* READING TEXT *

Part of lalitpur Metropolitant in Bagmati Zone, Nepal

Khokana is a former Village Development Committee (VDC) which has been merged with the neighbouring VDCs of Bungamati, Chhampi, Dukuchhap, Sainbu and 38 other VDCs to form the Metropolitan City of Lalitpur in Lalitpur District in the Bagmati Zone of central Nepal. At the time of the 1991 Nepal census, Khokana had a population of 4258 living in 699 individual households. According to 2011 Nepal census, Khokana had a population of 4927 people in 1056 households.

Khokana is a traditional and small Newari village about 8 kilometers south of Kathmandu (on the outskirts of Patan). Khokana is mainly known for the production of rich mustard oil since ancient time. It was also the first town in Nepal to be lit with electricity in 1911 AD during the reign of Rana Prime Minister Chandra Shamsher.

Khokana has been nominated to be listed as a Unesco World Heritage, representing a vernacular village and its mustard-oil seed industrial heritage.

== Legends / History ==

The main Rudrayani temple is said to be reconstructed by King Amara Malla in 15th century. It is said that the Maharjans and Dangols of Pachali Bhairav have migrated to present location of Khokana as proven by many similarities in the cultures and traditions of people of both locations. It is said that King Amar Malla reconstructed temple of Rudrayani to cure epidemics which used to spread in mediaeval times. He also named the settlement as Jitapur.

* DATA PROVIDED *

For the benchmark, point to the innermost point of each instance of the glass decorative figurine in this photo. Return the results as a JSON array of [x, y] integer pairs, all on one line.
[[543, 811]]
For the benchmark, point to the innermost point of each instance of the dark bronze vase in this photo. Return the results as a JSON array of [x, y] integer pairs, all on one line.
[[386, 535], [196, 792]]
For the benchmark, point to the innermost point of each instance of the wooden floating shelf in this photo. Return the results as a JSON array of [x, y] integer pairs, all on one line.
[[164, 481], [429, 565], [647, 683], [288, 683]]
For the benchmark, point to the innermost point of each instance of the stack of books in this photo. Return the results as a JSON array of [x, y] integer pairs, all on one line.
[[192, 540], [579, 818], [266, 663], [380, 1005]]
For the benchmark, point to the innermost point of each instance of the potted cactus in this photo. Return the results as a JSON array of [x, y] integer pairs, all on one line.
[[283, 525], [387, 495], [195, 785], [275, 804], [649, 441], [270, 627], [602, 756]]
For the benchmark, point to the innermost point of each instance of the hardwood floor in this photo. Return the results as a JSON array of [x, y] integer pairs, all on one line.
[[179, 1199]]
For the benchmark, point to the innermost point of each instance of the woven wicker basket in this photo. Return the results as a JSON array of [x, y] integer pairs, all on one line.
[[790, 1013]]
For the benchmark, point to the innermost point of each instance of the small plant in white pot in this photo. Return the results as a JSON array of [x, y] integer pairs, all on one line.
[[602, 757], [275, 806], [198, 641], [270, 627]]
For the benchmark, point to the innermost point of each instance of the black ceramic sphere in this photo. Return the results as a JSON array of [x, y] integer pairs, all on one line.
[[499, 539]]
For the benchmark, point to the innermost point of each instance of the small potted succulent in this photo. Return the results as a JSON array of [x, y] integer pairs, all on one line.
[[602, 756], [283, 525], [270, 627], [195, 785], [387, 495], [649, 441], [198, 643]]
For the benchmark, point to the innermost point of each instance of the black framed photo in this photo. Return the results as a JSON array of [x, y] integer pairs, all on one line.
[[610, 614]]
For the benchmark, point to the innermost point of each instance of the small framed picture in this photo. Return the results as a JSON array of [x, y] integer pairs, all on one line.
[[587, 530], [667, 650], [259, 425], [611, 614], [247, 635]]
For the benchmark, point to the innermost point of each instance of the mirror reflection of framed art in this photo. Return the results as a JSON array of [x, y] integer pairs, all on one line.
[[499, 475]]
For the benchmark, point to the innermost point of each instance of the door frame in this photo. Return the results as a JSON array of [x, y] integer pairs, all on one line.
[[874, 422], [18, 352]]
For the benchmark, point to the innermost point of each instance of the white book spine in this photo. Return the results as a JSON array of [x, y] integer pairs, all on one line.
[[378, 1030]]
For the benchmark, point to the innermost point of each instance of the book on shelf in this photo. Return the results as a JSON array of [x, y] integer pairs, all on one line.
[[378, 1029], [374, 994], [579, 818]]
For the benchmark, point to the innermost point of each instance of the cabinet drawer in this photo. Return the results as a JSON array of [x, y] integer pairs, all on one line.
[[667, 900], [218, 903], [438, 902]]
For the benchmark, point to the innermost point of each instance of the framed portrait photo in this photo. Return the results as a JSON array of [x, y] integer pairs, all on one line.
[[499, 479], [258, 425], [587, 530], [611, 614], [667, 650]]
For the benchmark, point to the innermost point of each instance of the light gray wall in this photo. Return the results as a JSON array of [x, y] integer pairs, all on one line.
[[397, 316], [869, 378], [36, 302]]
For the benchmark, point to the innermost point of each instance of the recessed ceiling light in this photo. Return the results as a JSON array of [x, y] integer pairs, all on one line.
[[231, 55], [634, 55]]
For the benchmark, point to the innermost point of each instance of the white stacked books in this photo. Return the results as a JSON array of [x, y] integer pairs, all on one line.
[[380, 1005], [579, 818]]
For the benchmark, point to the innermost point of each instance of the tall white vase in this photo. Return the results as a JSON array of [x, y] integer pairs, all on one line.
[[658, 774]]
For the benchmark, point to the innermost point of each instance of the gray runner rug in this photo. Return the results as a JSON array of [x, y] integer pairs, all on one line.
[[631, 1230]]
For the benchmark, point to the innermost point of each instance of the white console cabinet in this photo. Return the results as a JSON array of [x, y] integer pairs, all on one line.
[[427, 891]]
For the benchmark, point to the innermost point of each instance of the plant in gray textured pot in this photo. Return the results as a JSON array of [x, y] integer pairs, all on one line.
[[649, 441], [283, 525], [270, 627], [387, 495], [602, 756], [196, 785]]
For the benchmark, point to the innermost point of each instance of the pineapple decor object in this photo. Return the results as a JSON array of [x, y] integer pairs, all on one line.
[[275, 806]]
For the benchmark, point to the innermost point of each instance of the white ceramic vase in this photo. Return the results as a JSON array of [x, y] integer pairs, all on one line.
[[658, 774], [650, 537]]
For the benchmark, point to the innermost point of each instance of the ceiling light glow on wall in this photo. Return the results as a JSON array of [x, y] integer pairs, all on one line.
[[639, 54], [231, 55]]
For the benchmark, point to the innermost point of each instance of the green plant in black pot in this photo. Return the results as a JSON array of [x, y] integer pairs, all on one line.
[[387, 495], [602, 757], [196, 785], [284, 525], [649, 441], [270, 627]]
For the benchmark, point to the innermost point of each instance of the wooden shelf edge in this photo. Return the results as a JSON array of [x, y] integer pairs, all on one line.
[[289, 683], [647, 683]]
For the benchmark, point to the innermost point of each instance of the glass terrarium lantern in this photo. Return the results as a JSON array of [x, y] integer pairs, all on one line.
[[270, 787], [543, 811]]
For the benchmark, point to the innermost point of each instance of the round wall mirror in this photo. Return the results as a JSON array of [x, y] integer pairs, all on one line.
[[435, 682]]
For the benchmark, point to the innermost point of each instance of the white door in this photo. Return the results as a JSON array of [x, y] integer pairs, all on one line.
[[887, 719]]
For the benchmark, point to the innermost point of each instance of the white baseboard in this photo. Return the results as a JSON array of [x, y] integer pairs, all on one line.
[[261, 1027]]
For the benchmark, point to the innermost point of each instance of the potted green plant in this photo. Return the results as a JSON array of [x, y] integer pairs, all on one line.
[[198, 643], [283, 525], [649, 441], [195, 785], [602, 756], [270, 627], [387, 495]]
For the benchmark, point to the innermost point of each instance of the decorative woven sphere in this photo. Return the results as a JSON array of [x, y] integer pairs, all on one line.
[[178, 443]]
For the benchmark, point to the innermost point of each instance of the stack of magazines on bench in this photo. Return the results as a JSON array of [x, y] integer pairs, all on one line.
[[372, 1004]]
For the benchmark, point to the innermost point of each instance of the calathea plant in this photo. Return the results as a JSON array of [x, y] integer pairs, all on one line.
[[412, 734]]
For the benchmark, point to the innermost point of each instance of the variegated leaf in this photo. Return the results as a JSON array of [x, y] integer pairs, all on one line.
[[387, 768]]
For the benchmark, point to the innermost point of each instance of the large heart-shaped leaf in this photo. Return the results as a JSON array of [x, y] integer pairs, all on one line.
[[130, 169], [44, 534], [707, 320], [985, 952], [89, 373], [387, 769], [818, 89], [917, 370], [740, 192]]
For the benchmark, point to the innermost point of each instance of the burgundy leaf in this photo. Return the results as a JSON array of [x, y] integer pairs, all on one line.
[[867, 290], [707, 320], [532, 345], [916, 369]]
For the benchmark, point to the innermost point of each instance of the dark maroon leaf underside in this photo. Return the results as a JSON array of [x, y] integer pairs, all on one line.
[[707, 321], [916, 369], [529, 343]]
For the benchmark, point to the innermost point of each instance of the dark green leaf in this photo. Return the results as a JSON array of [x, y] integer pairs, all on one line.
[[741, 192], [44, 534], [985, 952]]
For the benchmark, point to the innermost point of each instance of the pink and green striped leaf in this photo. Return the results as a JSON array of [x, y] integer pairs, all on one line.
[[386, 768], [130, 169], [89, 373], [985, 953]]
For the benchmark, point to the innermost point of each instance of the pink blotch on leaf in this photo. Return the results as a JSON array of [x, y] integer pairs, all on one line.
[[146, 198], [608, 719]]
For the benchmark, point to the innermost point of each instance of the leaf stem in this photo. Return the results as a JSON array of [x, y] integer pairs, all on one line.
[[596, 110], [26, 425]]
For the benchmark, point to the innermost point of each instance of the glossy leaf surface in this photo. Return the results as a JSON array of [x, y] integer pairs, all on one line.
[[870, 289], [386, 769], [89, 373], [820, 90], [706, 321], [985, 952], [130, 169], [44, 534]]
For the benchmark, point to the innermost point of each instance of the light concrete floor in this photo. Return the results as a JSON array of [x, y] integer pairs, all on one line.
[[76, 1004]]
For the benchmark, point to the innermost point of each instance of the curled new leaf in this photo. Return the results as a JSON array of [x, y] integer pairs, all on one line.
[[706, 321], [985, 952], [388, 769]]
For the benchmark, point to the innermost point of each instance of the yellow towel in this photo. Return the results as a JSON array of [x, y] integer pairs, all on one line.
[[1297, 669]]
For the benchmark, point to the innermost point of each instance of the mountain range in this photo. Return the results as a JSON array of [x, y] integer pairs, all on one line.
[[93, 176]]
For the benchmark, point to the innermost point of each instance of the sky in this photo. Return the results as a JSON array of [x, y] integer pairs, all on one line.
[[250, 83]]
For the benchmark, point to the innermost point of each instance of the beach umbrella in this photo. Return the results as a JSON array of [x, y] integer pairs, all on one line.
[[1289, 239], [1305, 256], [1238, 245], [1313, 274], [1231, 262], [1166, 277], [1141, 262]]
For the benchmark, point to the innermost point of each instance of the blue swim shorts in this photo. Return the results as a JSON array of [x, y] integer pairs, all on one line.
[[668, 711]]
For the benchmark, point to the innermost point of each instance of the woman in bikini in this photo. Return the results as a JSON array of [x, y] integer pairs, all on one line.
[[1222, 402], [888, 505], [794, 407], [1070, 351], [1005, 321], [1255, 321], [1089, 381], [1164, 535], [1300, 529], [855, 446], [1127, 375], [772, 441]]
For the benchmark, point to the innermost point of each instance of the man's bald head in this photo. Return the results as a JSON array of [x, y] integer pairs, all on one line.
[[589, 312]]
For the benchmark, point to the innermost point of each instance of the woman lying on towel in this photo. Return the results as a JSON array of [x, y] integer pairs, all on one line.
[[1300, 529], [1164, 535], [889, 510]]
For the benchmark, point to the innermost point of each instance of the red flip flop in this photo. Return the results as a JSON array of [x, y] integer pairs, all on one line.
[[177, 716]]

* TASK INSTRUCTIONS *
a) Which neighboring VDCs does the text on Khokana name as merged with Khokana to form the Metropolitan City of Lalitpur?
b) According to the text on Khokana, in what year did the town first get electric lighting?

* ANSWER SET *
a) Bungamati, Chhampi, Dukuchhap, Sainbu

b) 1911 AD